● **Instruction**: Return everything from the line containing "[segment] ladder rung" down to the line containing "POLYGON ((272 21, 272", both included, reproducing each line exactly.

● **Given records**:
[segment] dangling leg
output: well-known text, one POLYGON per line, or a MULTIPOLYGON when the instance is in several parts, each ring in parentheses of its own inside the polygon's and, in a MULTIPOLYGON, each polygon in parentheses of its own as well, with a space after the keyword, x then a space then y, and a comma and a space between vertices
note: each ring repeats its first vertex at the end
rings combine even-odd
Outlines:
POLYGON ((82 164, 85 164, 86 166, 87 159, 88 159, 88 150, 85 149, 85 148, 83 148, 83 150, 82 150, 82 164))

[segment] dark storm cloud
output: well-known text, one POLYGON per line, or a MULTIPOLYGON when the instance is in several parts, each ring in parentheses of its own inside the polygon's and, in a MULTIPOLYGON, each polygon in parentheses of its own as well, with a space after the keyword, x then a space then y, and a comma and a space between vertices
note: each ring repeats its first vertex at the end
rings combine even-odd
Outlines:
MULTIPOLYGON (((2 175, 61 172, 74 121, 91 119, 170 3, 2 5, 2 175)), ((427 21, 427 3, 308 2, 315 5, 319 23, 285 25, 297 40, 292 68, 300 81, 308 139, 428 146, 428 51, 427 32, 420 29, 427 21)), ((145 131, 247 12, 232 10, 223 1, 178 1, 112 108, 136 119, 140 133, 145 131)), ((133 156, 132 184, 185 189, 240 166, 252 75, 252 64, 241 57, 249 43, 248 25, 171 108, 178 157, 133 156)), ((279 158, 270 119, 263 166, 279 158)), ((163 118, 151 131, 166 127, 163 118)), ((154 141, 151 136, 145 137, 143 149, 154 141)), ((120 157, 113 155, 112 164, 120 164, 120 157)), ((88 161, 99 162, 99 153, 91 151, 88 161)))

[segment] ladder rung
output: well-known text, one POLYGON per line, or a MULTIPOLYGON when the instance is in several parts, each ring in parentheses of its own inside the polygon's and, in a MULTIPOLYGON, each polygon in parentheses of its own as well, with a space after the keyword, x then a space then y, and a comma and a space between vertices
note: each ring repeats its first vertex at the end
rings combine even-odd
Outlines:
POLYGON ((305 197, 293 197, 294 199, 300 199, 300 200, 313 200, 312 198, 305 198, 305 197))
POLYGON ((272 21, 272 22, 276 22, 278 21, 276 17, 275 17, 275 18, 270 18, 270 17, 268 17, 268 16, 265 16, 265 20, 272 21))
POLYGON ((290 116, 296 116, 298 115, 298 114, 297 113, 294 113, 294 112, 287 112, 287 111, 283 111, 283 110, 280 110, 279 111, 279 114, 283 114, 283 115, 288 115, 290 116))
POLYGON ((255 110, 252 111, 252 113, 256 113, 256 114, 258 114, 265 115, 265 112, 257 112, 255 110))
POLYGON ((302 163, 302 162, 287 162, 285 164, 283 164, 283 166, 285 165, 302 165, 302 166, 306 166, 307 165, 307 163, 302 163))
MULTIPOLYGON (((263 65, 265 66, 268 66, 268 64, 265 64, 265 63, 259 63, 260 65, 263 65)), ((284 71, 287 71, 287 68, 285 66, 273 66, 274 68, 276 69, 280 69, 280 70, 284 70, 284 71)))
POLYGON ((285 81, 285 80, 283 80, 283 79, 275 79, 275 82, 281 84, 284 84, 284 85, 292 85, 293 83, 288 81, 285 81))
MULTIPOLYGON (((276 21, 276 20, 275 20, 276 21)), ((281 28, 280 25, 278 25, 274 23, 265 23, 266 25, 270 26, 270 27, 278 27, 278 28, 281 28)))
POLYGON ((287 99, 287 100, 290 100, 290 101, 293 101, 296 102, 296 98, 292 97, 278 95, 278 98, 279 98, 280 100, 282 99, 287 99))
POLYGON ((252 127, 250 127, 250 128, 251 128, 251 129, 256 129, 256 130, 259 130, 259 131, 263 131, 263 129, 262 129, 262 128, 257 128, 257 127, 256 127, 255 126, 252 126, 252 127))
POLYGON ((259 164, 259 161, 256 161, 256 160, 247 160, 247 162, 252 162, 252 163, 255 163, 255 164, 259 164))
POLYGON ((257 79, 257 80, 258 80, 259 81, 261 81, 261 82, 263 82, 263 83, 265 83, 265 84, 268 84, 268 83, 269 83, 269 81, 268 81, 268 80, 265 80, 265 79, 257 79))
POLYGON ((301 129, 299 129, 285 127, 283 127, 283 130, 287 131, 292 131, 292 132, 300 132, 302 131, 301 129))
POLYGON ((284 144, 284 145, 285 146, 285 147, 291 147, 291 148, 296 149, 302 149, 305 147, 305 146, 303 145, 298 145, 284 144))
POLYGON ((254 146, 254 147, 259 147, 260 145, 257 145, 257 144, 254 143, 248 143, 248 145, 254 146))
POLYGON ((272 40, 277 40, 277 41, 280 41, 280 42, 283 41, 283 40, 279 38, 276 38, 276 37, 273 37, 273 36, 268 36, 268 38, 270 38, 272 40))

● **Written response**:
[segment] ladder rung
output: well-known text, one POLYGON per line, or a MULTIPOLYGON when the instance is in several parts, each ring in parentheses of its own inside the polygon's and, in a MULTIPOLYGON, each polygon in parentheses of its own as well, with a space after the keyword, x then a space then y, and a comma and a space between vertices
note: each ring repeats its first vertex at the end
rings combine even-odd
Outlines:
POLYGON ((305 197, 293 197, 294 199, 300 199, 300 200, 313 200, 312 198, 305 198, 305 197))
POLYGON ((272 21, 272 22, 276 22, 278 21, 276 17, 275 17, 275 18, 270 18, 270 17, 268 17, 268 16, 265 16, 265 20, 272 21))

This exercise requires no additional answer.